EXCERPTED PASSAGE:

══════

Faustina’s Spark?


The one-time actor Pope John Paul II bowed out with impressive timing. Ron Dreher of the Dallas Morning News on Saturday:

A few years ago [in 2000], Pope John Paul II canonized Faustina Kowalska, a Polish nun who died in 1938. St. Faustina was a mystic who claimed to have received apparitions and messages from Jesus in her lifetime. She kept a long diary in which she inscribed messages she allegedly received from Jesus. I hasten to say that though Faustina is a recognized saint of the Roman Catholic Church, no Catholic is bound to believe that her apparitions were real. Personally, I don’t know what to think about them, and I don’t really think about them.

Still, as we approach Divine Mercy Sunday, the feast that Faustina said Jesus asked to be established on the first Sunday after Easter, and which John Paul did in fact institute, I can’t help but recall this particular entry of Faustina’s diary. It comes from 1937, the year before she died. Faustina wrote:

As I was praying, I heard Jesus’ words: ‘I bear a special love for Poland, and if she will be obedient to My Will, I will exalt her in might and holiness. From her will come forth the spark that will prepare the world for My final coming.’

It does not seem likely at this point that the Pope will survive this day. But if he held on until Sunday, that would be, um, interesting.

Dreher is also reported on Get Religion as having noted that “Divine Mercy Sunday” had been popular in Krakow for some time – where, of course, the future Pope was Archbishop in the 1960s.

Faustina not only heard Jesus, but saw him as well; apparently the famous picture above was produced under her direction. It should be noted that Dreher’s quote comes from an English translation made in 1987; the Polish text itself was published properly only in 1981. A 2002 report by John L Allen has some further details (hyperlink added):

In 1959, the Holy Office (the Vatican’s doctrinal agency, today known as the Congregation for Doctrine of the Faith) issued a cease and desist order against Faustina’s diary and the devotion to Divine Mercy, a ban that was to last almost 20 years, until 1978. Wojtyla had long been working to reverse the verdict, having launched the beatification process for Faustina in 1965 while he was archbishop of Krakow.

Officially, the 20-year ban [ended by Pope Paul VI] is now attributed to misunderstandings created by a faulty Italian translation of the Diary, but in fact there were serious theological reservations–Faustina’s claim that Jesus had promised a complete remission of sin for certain devotional acts that only the sacraments can offer, for example, or what Vatican evaluators felt to be an excessive focus on Faustina herself.

John Paul has pushed no devotion further or faster. His second encyclical, 1980’s Dives in Misericordia, was inspired by Faustina. He beatified her in 1993, and canonized her in April 2000 as the first saint of the third Christian millennium. He approved a special Divine Mercy Mass for the Sunday after Easter in 1994, and celebrated it himself in St. Peter’s Square before a crowd of 200,000 in April 2001. He assigned the Church of the Holy Spirit in Sassia in Rome as a headquarters for the Divine Mercy movement in 1994, and just this month approved a special indulgence for taking part in Divine Mercy Sunday.

══════

OBJECTIVE A: According to the Faustina post, in what year did the Holy Office issue its order against Faustina's diary and the Divine Mercy devotion?

══════

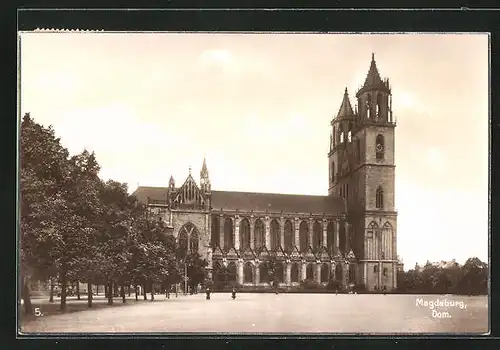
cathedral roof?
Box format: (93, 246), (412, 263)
(133, 186), (168, 204)
(212, 191), (345, 214)
(133, 186), (346, 214)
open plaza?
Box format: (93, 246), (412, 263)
(20, 293), (489, 334)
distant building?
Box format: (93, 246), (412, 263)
(134, 56), (400, 290)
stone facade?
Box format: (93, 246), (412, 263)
(135, 54), (398, 291)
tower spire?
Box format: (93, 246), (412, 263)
(337, 86), (354, 119)
(363, 52), (383, 87)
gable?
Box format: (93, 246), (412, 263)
(173, 175), (206, 208)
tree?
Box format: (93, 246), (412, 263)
(19, 113), (69, 314)
(97, 180), (135, 304)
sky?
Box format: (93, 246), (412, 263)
(20, 32), (489, 269)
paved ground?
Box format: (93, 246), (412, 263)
(21, 293), (488, 333)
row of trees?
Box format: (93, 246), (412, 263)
(398, 258), (488, 295)
(20, 114), (206, 314)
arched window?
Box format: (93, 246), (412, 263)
(210, 215), (220, 248)
(375, 134), (385, 159)
(365, 94), (372, 119)
(240, 219), (250, 250)
(285, 220), (294, 252)
(299, 221), (309, 252)
(338, 221), (346, 253)
(254, 219), (266, 251)
(321, 264), (330, 283)
(356, 139), (361, 162)
(375, 186), (384, 209)
(224, 218), (234, 251)
(377, 94), (383, 118)
(306, 264), (314, 280)
(243, 262), (253, 283)
(313, 221), (323, 251)
(271, 219), (280, 250)
(259, 263), (269, 282)
(335, 264), (343, 281)
(349, 264), (356, 283)
(212, 261), (224, 282)
(290, 264), (299, 282)
(179, 227), (188, 257)
(326, 221), (335, 252)
(275, 263), (284, 282)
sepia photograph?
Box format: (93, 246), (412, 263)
(17, 30), (490, 335)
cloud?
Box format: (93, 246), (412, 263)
(200, 49), (233, 65)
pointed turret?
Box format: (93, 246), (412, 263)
(363, 53), (384, 87)
(356, 53), (390, 97)
(200, 157), (210, 193)
(200, 157), (208, 178)
(336, 87), (354, 120)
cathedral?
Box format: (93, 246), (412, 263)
(134, 54), (398, 291)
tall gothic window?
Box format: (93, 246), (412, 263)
(290, 263), (299, 282)
(375, 186), (384, 209)
(375, 134), (385, 159)
(271, 219), (280, 250)
(377, 94), (383, 118)
(189, 229), (199, 253)
(313, 221), (323, 251)
(243, 262), (253, 283)
(240, 219), (250, 250)
(326, 221), (335, 252)
(224, 218), (234, 252)
(210, 215), (220, 248)
(299, 221), (309, 252)
(254, 219), (266, 250)
(365, 94), (372, 119)
(285, 220), (294, 252)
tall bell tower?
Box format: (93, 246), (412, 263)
(328, 54), (397, 291)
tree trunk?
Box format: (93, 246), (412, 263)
(76, 282), (80, 300)
(23, 276), (33, 315)
(121, 285), (125, 304)
(108, 281), (113, 305)
(60, 273), (68, 311)
(87, 282), (92, 307)
(49, 277), (54, 303)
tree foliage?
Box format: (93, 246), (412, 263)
(20, 114), (184, 313)
(397, 258), (488, 295)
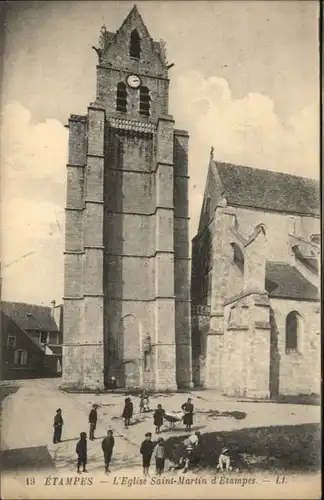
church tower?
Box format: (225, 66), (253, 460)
(62, 6), (191, 390)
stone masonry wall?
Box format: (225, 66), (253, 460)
(172, 130), (192, 388)
(271, 299), (321, 395)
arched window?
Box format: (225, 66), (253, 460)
(129, 30), (141, 59)
(231, 243), (244, 274)
(14, 349), (28, 366)
(140, 87), (151, 116)
(286, 311), (302, 353)
(116, 82), (127, 113)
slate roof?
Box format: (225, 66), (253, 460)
(266, 262), (319, 300)
(215, 162), (320, 215)
(0, 301), (59, 332)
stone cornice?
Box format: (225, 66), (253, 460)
(69, 115), (87, 123)
(107, 117), (156, 134)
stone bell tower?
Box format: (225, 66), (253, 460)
(62, 6), (191, 390)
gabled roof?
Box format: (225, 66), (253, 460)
(0, 301), (59, 332)
(118, 5), (150, 38)
(266, 262), (319, 300)
(215, 161), (320, 216)
(0, 309), (44, 355)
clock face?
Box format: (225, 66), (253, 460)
(126, 75), (141, 89)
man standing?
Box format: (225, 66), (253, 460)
(181, 398), (194, 432)
(53, 408), (64, 444)
(140, 432), (154, 476)
(89, 404), (98, 441)
(76, 432), (88, 474)
(101, 431), (115, 473)
(152, 438), (165, 476)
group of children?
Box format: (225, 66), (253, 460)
(53, 391), (200, 475)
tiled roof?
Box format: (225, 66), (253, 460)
(0, 301), (58, 332)
(215, 162), (320, 215)
(266, 262), (319, 300)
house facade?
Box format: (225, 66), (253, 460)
(0, 301), (62, 379)
(62, 6), (191, 390)
(191, 153), (321, 398)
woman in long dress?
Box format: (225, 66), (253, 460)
(122, 398), (133, 429)
(181, 398), (194, 432)
(154, 405), (165, 434)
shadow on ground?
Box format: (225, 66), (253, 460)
(0, 384), (19, 403)
(166, 424), (320, 473)
(238, 394), (321, 406)
(196, 410), (247, 420)
(1, 446), (55, 471)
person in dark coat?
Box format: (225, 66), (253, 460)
(153, 405), (165, 434)
(101, 431), (115, 473)
(89, 405), (98, 441)
(140, 432), (154, 476)
(152, 438), (165, 476)
(181, 398), (194, 432)
(75, 432), (88, 474)
(53, 408), (64, 444)
(122, 398), (133, 429)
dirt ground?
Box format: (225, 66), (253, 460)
(1, 379), (320, 473)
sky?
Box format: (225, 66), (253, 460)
(0, 0), (319, 305)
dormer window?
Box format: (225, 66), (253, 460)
(129, 30), (141, 59)
(140, 87), (151, 116)
(116, 82), (127, 113)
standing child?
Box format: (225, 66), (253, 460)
(53, 408), (64, 444)
(153, 405), (165, 434)
(95, 380), (101, 396)
(101, 431), (115, 473)
(140, 432), (154, 476)
(89, 405), (98, 441)
(122, 398), (133, 429)
(152, 438), (165, 476)
(76, 432), (88, 474)
(181, 398), (194, 432)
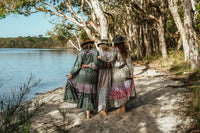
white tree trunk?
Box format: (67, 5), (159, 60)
(91, 0), (108, 39)
(168, 0), (190, 61)
(182, 0), (199, 69)
(157, 15), (167, 58)
(168, 0), (199, 69)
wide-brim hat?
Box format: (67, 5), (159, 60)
(81, 38), (94, 46)
(112, 34), (126, 43)
(97, 39), (112, 47)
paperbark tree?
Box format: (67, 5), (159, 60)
(168, 0), (199, 69)
(0, 0), (108, 47)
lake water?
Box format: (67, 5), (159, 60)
(0, 48), (76, 99)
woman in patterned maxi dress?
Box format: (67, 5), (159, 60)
(68, 39), (104, 119)
(98, 35), (135, 112)
(82, 39), (112, 116)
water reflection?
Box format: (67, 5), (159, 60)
(0, 48), (76, 98)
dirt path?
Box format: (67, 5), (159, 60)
(28, 65), (191, 133)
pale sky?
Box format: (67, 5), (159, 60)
(0, 13), (53, 38)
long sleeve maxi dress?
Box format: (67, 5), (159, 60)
(70, 49), (104, 111)
(101, 48), (136, 107)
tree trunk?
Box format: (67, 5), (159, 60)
(143, 23), (151, 57)
(182, 0), (199, 69)
(157, 15), (167, 58)
(91, 0), (108, 39)
(168, 0), (190, 61)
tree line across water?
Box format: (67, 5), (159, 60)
(0, 0), (200, 69)
(0, 36), (64, 48)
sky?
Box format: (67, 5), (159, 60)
(0, 13), (53, 38)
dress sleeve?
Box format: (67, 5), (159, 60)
(126, 53), (134, 74)
(70, 52), (83, 76)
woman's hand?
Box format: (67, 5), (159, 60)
(81, 64), (89, 68)
(68, 74), (72, 79)
(97, 56), (101, 59)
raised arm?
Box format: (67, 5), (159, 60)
(68, 52), (83, 79)
(98, 48), (117, 62)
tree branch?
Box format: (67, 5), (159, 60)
(131, 2), (159, 22)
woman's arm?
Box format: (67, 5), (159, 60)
(98, 48), (117, 62)
(126, 53), (134, 77)
(68, 52), (82, 79)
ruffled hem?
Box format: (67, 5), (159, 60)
(72, 81), (96, 94)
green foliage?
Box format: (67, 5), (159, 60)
(0, 75), (42, 133)
(0, 36), (60, 48)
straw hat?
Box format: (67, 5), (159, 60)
(112, 34), (126, 43)
(81, 38), (94, 47)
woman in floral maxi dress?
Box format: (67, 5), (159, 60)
(68, 39), (105, 119)
(98, 35), (135, 112)
(82, 39), (112, 116)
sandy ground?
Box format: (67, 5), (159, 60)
(28, 65), (192, 133)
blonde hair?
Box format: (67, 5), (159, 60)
(99, 45), (111, 51)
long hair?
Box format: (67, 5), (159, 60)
(82, 43), (92, 50)
(99, 45), (111, 51)
(115, 42), (128, 60)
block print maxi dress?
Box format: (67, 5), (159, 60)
(101, 48), (136, 107)
(70, 49), (102, 111)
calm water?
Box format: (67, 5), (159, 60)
(0, 48), (76, 99)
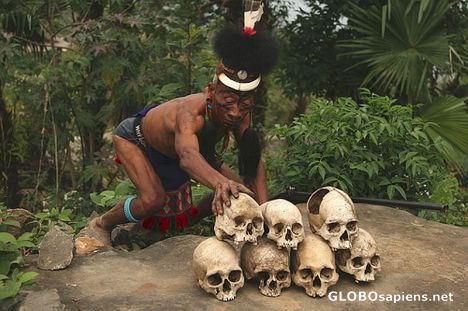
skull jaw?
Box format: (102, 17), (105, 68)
(353, 268), (379, 283)
(304, 286), (328, 297)
(201, 283), (243, 301)
(268, 234), (303, 250)
(258, 282), (282, 297)
(318, 226), (355, 251)
(215, 228), (263, 245)
(215, 289), (236, 301)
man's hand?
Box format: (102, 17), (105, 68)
(211, 180), (254, 216)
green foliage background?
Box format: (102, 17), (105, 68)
(0, 0), (468, 297)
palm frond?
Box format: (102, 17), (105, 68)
(419, 96), (468, 170)
(339, 0), (449, 101)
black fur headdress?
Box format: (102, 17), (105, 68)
(213, 0), (279, 91)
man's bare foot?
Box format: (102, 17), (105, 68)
(88, 216), (112, 247)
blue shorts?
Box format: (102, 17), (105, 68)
(114, 104), (190, 191)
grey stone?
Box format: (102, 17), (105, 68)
(37, 226), (74, 270)
(5, 208), (37, 238)
(18, 288), (65, 311)
(33, 204), (468, 311)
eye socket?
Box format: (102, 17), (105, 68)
(346, 221), (357, 231)
(257, 271), (270, 281)
(273, 223), (284, 234)
(252, 217), (263, 229)
(371, 255), (380, 267)
(228, 270), (242, 282)
(320, 268), (333, 280)
(351, 257), (364, 268)
(291, 222), (302, 234)
(276, 271), (289, 281)
(234, 216), (245, 227)
(299, 269), (313, 279)
(327, 222), (341, 233)
(207, 273), (223, 286)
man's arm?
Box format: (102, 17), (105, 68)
(175, 111), (251, 214)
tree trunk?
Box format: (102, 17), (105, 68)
(0, 87), (19, 208)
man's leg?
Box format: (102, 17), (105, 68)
(90, 135), (166, 245)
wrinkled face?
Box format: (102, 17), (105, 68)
(210, 82), (255, 128)
(214, 193), (264, 244)
(261, 199), (304, 249)
(192, 237), (244, 301)
(336, 228), (382, 282)
(307, 187), (358, 250)
(241, 237), (291, 297)
(291, 235), (339, 297)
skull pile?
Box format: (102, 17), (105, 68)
(307, 187), (358, 250)
(260, 199), (304, 249)
(192, 237), (244, 301)
(214, 193), (264, 244)
(192, 187), (381, 301)
(241, 237), (291, 297)
(291, 235), (338, 297)
(336, 228), (381, 283)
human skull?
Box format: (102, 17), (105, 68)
(307, 187), (358, 250)
(192, 237), (244, 301)
(291, 234), (339, 297)
(260, 199), (304, 249)
(214, 193), (264, 244)
(336, 228), (381, 283)
(241, 237), (291, 297)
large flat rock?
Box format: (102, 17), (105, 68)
(13, 204), (468, 311)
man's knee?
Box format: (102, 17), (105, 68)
(140, 192), (166, 217)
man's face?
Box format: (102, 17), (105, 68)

══════

OBJECTIVE B: In the entries, please reproduce the lines starting at the one that contains "woman in floral maxi dress?" and stopping after the one that contains "(115, 42), (128, 60)".

EXERCISE RESULT A: 1959

EXERCISE RESULT B:
woman in floral maxi dress?
Box format: (67, 5), (159, 60)
(68, 39), (105, 119)
(98, 35), (135, 112)
(82, 39), (112, 116)
sandy ground?
Box format: (67, 5), (159, 60)
(28, 65), (192, 133)
blonde hair?
Box format: (67, 5), (159, 60)
(99, 45), (111, 51)
long hair?
Box format: (67, 5), (159, 60)
(82, 43), (92, 50)
(99, 45), (111, 51)
(115, 42), (128, 60)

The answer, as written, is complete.